**Excerpt provided**
□ □ □ □
Reference Counting — Senior Level¶

Topic: Reference Counting Focus: Design trade-offs vs tracing GC, the advanced refcount optimizations, and a cross-language comparison of real implementations.

Table of Contents¶

Introduction
Prerequisites
Glossary
Refcounting vs Tracing GC: The Real Trade-off
Advanced Optimizations
Cross-Language Implementation Survey
Mental Models
Code Examples
When Refcounting Wins, When It Loses
Coding Patterns
Best Practices
Edge Cases & Pitfalls
Summary

Introduction¶

A senior engineer's job is not to recite "refcounting frees at zero" but to make defensible decisions: Should this subsystem use reference counting or tracing GC? Which refcount flavor? Where is the cost hiding, and is it worth an optimization that complicates the code? That requires understanding the deep duality between reference counting and tracing garbage collection — they are, in a precise sense, two ends of the same spectrum — and the catalogue of optimizations (deferred, coalesced, biased) that production systems use to claw back the per-reference cost.

This page assumes you already know the mechanism and cost model. We focus on trade-offs and engineering judgment.

Prerequisites¶

The middle-tier cost model: atomic vs non-atomic, inline vs side-table, weak references, cycle collectors.
A working model of tracing garbage collection: mark-and-sweep, generational hypothesis, stop-the-world pauses, throughput vs latency.
Familiarity with memory ordering (acquire/release semantics) at a conceptual level.

Glossary¶

Tracing GC — a collector that periodically determines liveness by walking the reachable object graph from roots, rather than per-reference accounting.
Throughput — fraction of total CPU spent on useful work vs memory management.
Latency / pause time — how long the program is stalled by the memory manager at once.
Deferred reference counting — skipping count updates for references from the stack/registers, reconciling periodically.
Coalesced reference counting — collapsing many intermediate count changes between two observation points into one net change.
□ □ □ □
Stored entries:

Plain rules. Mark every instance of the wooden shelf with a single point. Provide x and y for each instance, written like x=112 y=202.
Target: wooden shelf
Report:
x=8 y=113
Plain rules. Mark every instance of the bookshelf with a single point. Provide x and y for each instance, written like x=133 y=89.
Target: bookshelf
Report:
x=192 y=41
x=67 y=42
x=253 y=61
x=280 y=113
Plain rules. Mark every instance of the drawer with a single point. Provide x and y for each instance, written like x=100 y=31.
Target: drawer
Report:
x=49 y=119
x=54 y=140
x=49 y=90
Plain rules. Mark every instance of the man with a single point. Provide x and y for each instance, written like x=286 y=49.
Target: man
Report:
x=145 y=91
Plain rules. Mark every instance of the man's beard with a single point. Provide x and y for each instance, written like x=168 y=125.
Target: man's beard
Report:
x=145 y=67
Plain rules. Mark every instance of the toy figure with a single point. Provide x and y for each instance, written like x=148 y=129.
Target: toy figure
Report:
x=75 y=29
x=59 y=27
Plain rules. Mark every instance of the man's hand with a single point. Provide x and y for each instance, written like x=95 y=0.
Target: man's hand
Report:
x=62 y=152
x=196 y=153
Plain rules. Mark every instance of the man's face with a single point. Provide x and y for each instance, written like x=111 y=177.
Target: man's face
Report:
□ □ □ □
**Tasks to perform**
**1)** Rewrite the reference counting page, starting at the words "Tracing GC —" and stopping after "stack/registers, reconciling periodically.", swapping "roots" for "root set".
**2)** Return the rows word for word, starting at the line that has "Plain rules. Mark every instance of the man's hand" and stopping after the line that has "x=196 y=153".

**Results of the exercise**
**1)**
Tracing GC — a collector that periodically determines liveness by walking the reachable object graph from root set, rather than per-reference accounting.
Throughput — fraction of total CPU spent on useful work vs memory management.
Latency / pause time — how long the program is stalled by the memory manager at once.
Deferred reference counting — skipping count updates for references from the stack/registers, reconciling periodically.

**2)**
Plain rules. Mark every instance of the man's hand with a single point. Provide x and y for each instance, written like x=95 y=0.
Target: man's hand
Report:
x=62 y=152
x=196 y=153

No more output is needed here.